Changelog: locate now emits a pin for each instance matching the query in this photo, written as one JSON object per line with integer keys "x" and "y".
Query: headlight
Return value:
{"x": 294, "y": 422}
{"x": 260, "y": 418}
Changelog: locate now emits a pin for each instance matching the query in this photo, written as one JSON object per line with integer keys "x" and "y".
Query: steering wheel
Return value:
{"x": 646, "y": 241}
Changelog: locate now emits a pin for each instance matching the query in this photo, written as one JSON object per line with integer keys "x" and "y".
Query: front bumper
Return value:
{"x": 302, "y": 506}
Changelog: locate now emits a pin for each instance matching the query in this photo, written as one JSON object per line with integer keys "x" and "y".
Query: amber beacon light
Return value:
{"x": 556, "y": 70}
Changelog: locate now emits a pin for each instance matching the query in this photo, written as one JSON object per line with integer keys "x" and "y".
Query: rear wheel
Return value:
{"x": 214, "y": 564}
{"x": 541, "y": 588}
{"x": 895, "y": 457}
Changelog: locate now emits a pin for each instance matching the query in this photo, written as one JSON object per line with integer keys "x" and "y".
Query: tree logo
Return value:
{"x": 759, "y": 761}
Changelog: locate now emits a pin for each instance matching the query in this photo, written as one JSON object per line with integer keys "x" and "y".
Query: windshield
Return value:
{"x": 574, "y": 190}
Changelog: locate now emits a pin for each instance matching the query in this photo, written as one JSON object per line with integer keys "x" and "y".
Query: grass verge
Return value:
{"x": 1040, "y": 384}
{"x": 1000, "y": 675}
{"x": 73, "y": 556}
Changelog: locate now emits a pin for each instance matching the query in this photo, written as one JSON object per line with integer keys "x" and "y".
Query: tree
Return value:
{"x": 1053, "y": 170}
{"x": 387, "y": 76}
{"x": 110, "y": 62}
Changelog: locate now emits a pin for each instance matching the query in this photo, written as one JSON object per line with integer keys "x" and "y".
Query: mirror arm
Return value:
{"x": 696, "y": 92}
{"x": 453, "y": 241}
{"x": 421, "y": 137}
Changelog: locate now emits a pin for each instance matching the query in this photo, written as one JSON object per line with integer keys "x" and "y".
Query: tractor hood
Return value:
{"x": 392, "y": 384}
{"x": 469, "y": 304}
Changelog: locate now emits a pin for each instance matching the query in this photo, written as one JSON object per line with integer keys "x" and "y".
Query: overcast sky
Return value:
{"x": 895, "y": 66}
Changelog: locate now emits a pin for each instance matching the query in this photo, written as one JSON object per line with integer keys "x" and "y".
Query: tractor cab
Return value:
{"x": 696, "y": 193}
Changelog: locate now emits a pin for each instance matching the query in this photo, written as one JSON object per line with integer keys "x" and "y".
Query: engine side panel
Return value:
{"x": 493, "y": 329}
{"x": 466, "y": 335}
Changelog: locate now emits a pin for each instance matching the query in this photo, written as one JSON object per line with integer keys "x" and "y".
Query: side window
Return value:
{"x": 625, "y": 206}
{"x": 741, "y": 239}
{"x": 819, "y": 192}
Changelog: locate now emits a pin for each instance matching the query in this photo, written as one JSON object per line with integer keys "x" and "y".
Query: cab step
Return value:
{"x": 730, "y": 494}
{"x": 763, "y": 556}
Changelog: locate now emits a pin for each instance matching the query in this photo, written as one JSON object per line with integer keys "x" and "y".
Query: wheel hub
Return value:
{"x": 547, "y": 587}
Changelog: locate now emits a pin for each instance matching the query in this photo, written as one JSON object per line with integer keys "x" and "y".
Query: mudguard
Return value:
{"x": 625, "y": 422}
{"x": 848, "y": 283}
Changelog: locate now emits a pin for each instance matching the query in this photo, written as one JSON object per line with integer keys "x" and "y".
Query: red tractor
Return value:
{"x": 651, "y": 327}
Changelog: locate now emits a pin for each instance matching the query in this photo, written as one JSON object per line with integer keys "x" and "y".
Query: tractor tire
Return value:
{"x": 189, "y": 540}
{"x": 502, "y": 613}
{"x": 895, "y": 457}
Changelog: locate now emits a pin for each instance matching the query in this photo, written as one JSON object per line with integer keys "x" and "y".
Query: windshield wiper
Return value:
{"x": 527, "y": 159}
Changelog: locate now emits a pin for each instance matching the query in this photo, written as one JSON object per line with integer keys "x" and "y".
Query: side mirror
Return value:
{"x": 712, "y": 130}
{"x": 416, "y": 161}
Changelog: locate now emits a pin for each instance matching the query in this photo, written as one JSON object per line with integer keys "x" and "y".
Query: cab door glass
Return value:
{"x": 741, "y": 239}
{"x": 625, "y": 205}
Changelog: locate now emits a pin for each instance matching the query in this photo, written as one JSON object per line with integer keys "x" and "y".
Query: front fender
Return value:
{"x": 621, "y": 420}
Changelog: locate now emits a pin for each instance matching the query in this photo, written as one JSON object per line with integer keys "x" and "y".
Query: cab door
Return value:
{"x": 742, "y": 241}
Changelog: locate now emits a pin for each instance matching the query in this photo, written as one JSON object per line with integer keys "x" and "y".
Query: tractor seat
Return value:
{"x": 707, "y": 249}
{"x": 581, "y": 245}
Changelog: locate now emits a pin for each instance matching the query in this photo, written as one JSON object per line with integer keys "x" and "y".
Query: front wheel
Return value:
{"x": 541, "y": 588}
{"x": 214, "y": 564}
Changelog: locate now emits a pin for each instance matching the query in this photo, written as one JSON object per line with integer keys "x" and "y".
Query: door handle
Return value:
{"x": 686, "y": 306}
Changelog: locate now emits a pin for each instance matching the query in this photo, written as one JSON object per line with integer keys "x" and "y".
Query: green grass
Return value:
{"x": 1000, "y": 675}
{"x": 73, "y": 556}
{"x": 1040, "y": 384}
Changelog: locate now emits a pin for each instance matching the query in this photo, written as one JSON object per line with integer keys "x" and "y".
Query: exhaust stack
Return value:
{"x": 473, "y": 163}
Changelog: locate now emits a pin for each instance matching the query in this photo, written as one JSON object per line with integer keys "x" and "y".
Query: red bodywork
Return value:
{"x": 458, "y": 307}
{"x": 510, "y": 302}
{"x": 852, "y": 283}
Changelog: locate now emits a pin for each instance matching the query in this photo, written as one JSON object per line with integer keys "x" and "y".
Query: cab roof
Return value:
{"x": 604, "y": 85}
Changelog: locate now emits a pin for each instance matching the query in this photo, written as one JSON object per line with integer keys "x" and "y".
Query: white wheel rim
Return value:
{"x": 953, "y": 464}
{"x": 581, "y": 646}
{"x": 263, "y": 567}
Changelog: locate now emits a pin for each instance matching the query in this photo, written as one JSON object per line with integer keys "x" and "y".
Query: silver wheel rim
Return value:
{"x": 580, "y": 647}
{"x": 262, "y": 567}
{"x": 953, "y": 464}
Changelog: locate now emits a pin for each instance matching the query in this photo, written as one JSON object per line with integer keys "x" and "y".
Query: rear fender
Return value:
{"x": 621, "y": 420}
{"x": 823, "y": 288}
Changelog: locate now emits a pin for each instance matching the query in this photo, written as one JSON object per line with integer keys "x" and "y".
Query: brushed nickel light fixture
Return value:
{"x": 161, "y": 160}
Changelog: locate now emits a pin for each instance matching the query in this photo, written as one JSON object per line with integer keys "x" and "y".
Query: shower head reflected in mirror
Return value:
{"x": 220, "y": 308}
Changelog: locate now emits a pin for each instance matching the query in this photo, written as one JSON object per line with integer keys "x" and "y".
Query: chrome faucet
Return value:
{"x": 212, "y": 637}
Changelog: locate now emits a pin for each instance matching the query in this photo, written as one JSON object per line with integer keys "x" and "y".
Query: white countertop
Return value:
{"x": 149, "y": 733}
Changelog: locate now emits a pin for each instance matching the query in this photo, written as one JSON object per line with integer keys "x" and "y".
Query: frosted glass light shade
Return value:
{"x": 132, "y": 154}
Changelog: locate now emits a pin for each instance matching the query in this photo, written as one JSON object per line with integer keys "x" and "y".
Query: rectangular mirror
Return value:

━━━━

• _Exercise directions_: Report every line above that contains the string "front", with case counting in the match.

• _Worked solution_:
Query: front bumper
Query: front fender
Query: front wheel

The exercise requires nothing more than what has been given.